> TASK OBJECTIVE: Copy each line of the records below without any change, and leave the pictures out of your copy.

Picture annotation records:
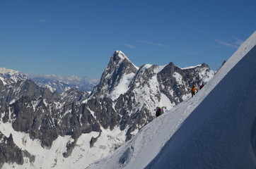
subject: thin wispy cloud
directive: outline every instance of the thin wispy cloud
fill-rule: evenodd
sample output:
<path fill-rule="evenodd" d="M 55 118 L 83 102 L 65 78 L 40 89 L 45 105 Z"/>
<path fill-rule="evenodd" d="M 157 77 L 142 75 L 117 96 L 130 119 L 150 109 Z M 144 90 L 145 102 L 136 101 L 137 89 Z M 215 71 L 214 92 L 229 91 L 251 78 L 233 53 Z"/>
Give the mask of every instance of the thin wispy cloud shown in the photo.
<path fill-rule="evenodd" d="M 136 40 L 138 42 L 144 43 L 144 44 L 152 44 L 152 45 L 156 45 L 156 46 L 161 46 L 163 47 L 168 47 L 168 45 L 162 44 L 157 44 L 157 43 L 153 43 L 147 41 L 141 41 L 141 40 Z"/>
<path fill-rule="evenodd" d="M 46 20 L 43 20 L 43 19 L 40 19 L 40 20 L 38 20 L 38 22 L 40 22 L 40 23 L 45 23 Z"/>
<path fill-rule="evenodd" d="M 132 46 L 132 45 L 131 45 L 131 44 L 122 44 L 122 45 L 124 45 L 124 46 L 126 46 L 126 47 L 127 47 L 127 48 L 130 48 L 130 49 L 135 48 L 134 46 Z"/>
<path fill-rule="evenodd" d="M 235 42 L 234 42 L 234 44 L 236 44 L 238 46 L 240 46 L 243 43 L 243 40 L 241 40 L 238 38 L 236 38 L 236 37 L 233 37 L 233 39 L 234 39 L 235 40 Z"/>
<path fill-rule="evenodd" d="M 213 39 L 214 41 L 217 42 L 219 44 L 224 45 L 226 46 L 229 46 L 229 47 L 233 47 L 233 48 L 238 48 L 239 47 L 239 46 L 238 46 L 238 45 L 230 44 L 230 43 L 228 43 L 228 42 L 223 42 L 223 41 L 218 40 L 218 39 Z"/>

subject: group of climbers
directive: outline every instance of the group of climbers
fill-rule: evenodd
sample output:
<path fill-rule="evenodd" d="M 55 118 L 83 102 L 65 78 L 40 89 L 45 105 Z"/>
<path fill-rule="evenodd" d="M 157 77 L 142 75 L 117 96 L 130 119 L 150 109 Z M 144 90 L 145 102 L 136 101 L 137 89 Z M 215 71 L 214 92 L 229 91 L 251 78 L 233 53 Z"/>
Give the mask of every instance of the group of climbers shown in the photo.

> COMPLETED EXERCISE:
subject: thin wispy cloud
directive: outline every instance of the thin wispy cloud
fill-rule: evenodd
sample output:
<path fill-rule="evenodd" d="M 55 118 L 83 102 L 65 78 L 40 89 L 45 105 Z"/>
<path fill-rule="evenodd" d="M 157 77 L 142 75 L 117 96 L 130 119 L 150 109 Z M 144 90 L 145 102 L 136 101 L 137 89 Z M 215 71 L 214 92 L 229 91 L 251 78 L 233 53 Z"/>
Give the mask of every instance of the thin wispy cloud shown in the photo.
<path fill-rule="evenodd" d="M 136 40 L 138 42 L 144 43 L 144 44 L 152 44 L 152 45 L 156 45 L 156 46 L 161 46 L 163 47 L 168 47 L 168 45 L 162 44 L 157 44 L 157 43 L 153 43 L 147 41 L 141 41 L 141 40 Z"/>
<path fill-rule="evenodd" d="M 46 20 L 43 20 L 43 19 L 40 19 L 40 20 L 38 20 L 38 22 L 40 22 L 40 23 L 45 23 Z"/>
<path fill-rule="evenodd" d="M 132 46 L 132 45 L 131 45 L 131 44 L 122 44 L 122 45 L 124 45 L 124 46 L 126 46 L 126 47 L 127 47 L 127 48 L 130 48 L 130 49 L 135 48 L 134 46 Z"/>
<path fill-rule="evenodd" d="M 235 42 L 234 42 L 234 44 L 236 44 L 238 46 L 240 46 L 243 43 L 243 40 L 241 40 L 238 38 L 236 38 L 236 37 L 233 37 L 233 39 L 234 39 L 235 40 Z"/>
<path fill-rule="evenodd" d="M 213 39 L 214 41 L 217 42 L 219 44 L 224 45 L 226 46 L 229 46 L 229 47 L 233 47 L 233 48 L 238 48 L 239 47 L 239 46 L 238 46 L 238 45 L 230 44 L 230 43 L 228 43 L 228 42 L 223 42 L 223 41 L 218 40 L 218 39 Z"/>

subject: group of climbers
directive: outline every instance of the group of climbers
fill-rule: evenodd
sample output:
<path fill-rule="evenodd" d="M 55 118 L 83 102 L 65 78 L 40 89 L 45 105 Z"/>
<path fill-rule="evenodd" d="M 157 77 L 142 75 L 117 96 L 130 119 L 150 109 Z M 144 90 L 145 102 L 136 101 L 137 89 Z M 215 71 L 214 92 L 229 91 L 251 78 L 233 53 Z"/>
Give the mask of every instance of the group of climbers shown in the photo.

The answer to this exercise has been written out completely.